* Problem to solve *
Every record should be written out exactly, with the pictures left out.

====

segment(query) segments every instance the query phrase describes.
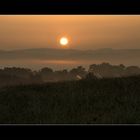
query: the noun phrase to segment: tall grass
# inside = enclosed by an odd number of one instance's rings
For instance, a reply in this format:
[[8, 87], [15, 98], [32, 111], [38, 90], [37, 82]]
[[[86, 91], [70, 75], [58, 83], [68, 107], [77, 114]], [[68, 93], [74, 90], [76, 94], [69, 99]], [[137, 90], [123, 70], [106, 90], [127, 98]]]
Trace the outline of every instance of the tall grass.
[[140, 123], [140, 76], [0, 89], [0, 124]]

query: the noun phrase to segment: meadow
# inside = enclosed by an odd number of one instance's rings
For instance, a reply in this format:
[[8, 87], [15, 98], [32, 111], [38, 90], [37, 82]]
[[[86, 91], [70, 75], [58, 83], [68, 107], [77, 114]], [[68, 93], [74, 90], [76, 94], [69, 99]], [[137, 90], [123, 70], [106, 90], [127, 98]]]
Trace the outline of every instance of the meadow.
[[140, 76], [0, 89], [0, 124], [140, 123]]

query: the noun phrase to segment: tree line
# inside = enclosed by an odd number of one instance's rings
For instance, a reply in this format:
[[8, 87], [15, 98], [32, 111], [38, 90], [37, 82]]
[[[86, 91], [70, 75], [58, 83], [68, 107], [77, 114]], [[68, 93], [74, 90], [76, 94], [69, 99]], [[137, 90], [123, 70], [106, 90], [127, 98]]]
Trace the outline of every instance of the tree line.
[[111, 65], [103, 62], [92, 64], [86, 70], [83, 66], [77, 66], [71, 70], [53, 70], [44, 67], [38, 71], [28, 68], [5, 67], [0, 69], [0, 85], [29, 84], [42, 82], [57, 82], [67, 80], [80, 80], [84, 78], [112, 78], [140, 75], [138, 66]]

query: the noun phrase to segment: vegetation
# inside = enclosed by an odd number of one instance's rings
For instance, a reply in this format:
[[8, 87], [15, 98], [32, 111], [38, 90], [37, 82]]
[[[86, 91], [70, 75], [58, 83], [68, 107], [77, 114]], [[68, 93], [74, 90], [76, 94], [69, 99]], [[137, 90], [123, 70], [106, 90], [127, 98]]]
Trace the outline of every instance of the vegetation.
[[140, 123], [140, 76], [3, 87], [0, 123]]

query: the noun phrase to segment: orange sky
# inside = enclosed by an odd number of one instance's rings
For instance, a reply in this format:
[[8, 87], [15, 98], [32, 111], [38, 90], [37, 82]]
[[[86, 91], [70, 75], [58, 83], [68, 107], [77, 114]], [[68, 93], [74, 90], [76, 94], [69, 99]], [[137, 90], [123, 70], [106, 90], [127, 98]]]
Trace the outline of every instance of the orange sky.
[[0, 16], [0, 49], [61, 48], [65, 35], [72, 49], [140, 48], [140, 16]]

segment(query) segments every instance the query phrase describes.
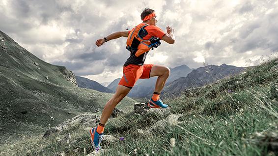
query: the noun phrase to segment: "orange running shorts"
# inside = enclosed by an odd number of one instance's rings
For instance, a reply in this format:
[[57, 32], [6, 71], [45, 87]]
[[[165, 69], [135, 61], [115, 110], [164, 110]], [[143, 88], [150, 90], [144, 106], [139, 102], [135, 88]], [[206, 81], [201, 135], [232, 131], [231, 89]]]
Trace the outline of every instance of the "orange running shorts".
[[139, 79], [150, 78], [153, 66], [153, 64], [145, 64], [143, 65], [130, 64], [124, 66], [123, 75], [118, 85], [132, 88]]

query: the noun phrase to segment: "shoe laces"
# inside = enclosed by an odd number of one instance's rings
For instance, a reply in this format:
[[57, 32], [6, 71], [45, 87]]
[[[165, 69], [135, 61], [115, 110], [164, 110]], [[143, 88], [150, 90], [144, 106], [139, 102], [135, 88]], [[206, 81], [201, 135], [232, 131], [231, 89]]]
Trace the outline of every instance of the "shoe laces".
[[100, 134], [98, 137], [98, 141], [100, 143], [103, 139], [103, 134]]

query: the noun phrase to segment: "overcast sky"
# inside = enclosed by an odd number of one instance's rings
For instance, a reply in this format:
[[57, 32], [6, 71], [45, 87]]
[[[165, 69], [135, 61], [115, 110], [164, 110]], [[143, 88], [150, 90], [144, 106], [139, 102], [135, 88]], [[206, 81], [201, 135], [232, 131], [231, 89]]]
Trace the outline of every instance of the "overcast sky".
[[1, 0], [0, 30], [48, 62], [102, 83], [121, 77], [126, 38], [97, 47], [96, 39], [131, 30], [145, 7], [176, 41], [151, 51], [145, 63], [197, 68], [256, 65], [278, 51], [278, 0]]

====

* Expected output *
segment(query) segments every instance the query phrase describes.
query: the noun phrase to segment: tall grass
# inside = enclosed by an odd number of one instance's rings
For instance, a reply in this format:
[[8, 87], [15, 98], [32, 111], [38, 90], [37, 82]]
[[[86, 91], [70, 75], [58, 83], [68, 107], [77, 114]], [[68, 93], [74, 90], [76, 94], [69, 99]], [[137, 90], [123, 70], [106, 90], [127, 98]]]
Trace the outline of every instance of the tall grass.
[[140, 123], [140, 76], [0, 89], [0, 124]]

query: the noun phrase to segment: meadow
# inside = enclosed by an odd number of one instance's rings
For instance, a reply in this format:
[[8, 87], [15, 98], [32, 111], [38, 90], [37, 82]]
[[[86, 91], [70, 75], [58, 83], [68, 107], [77, 114]], [[68, 93], [74, 90], [76, 94], [69, 99]], [[137, 90], [123, 70], [106, 90], [127, 98]]]
Trace the outline of every instance of the meadow.
[[140, 76], [0, 89], [0, 124], [140, 123]]

query: the noun phrase to segment: tree line
# inside = enclosed by an odd number of one instance's rings
For instance, a reply in this format:
[[8, 87], [15, 98], [32, 111], [38, 90], [37, 82]]
[[[86, 91], [70, 75], [58, 83], [68, 107], [77, 114]], [[68, 93], [74, 90], [76, 94], [69, 99]], [[137, 90], [123, 70], [106, 90], [127, 98]]]
Trace the outline of every instance of the tree line.
[[111, 65], [103, 62], [92, 64], [86, 70], [83, 66], [77, 66], [71, 70], [53, 70], [44, 67], [38, 71], [28, 68], [5, 67], [0, 69], [0, 85], [29, 84], [42, 82], [57, 82], [67, 80], [80, 80], [84, 78], [112, 78], [140, 75], [138, 66]]

query: the noun phrase to segment: vegetation
# inside = enclosed by an odd number of one instance's rings
For instance, a reply in this format:
[[8, 87], [15, 98], [32, 111], [38, 90], [37, 82]]
[[[86, 91], [70, 75], [58, 83], [68, 107], [77, 114]], [[68, 93], [74, 90], [76, 94], [69, 99]], [[137, 90], [123, 70], [106, 90], [127, 98]]]
Trace the outline of every instance of the vegetation.
[[140, 123], [140, 76], [3, 87], [0, 123]]

query: the noun phrase to segment: orange sky
# inside = enclosed by an odd number of one instance's rings
For instance, a reply in this format:
[[8, 87], [15, 98], [32, 111], [38, 90], [37, 82]]
[[[86, 91], [70, 75], [58, 83], [68, 107], [77, 114]], [[68, 93], [74, 90], [76, 94], [69, 99]], [[137, 90], [123, 70], [106, 90], [127, 98]]]
Trace the outline of every instance of the orange sky.
[[0, 16], [0, 49], [61, 48], [65, 35], [72, 49], [140, 48], [140, 16]]

segment(query) segments every instance the query phrase describes.
query: the noun phrase to segment: "orange running shorts"
# inside = enclosed by an odd number of one instance's rings
For instance, a reply in this format:
[[57, 32], [6, 71], [45, 87]]
[[[165, 69], [135, 61], [115, 110], [164, 110]], [[143, 88], [150, 90], [144, 106], [139, 102], [135, 88]], [[206, 81], [201, 135], [232, 131], [231, 89]]]
Trace the outline of every instance of the "orange running shorts".
[[139, 79], [150, 78], [153, 66], [153, 64], [145, 64], [143, 65], [130, 64], [124, 66], [123, 75], [118, 85], [132, 88]]

query: the noun phrase to segment: "shoe laces"
# inside = enclosed by an odd number of one instance's rings
For instance, a reply in this format:
[[57, 32], [6, 71], [45, 87]]
[[[165, 69], [135, 61], [115, 110], [164, 110]], [[143, 88], [150, 90], [144, 106], [139, 102], [135, 88]], [[206, 81], [201, 135], [232, 131], [231, 89]]]
Trace the outline of every instance of the "shoe laces".
[[100, 134], [98, 137], [98, 141], [100, 143], [103, 139], [103, 134]]

query: the noun phrase to segment: "overcast sky"
# inside = enclosed by an odd number of one instance's rings
For instance, a reply in this format:
[[57, 32], [6, 71], [45, 87]]
[[[165, 69], [135, 61], [115, 110], [164, 110]], [[143, 88], [150, 90], [144, 106], [139, 102], [135, 88]], [[206, 81], [201, 135], [232, 131], [231, 89]]]
Trace the outline of every instance of the "overcast sky".
[[1, 0], [0, 30], [48, 62], [102, 83], [121, 77], [126, 38], [97, 47], [96, 39], [131, 30], [145, 7], [176, 41], [151, 51], [145, 63], [197, 68], [256, 65], [278, 51], [278, 0]]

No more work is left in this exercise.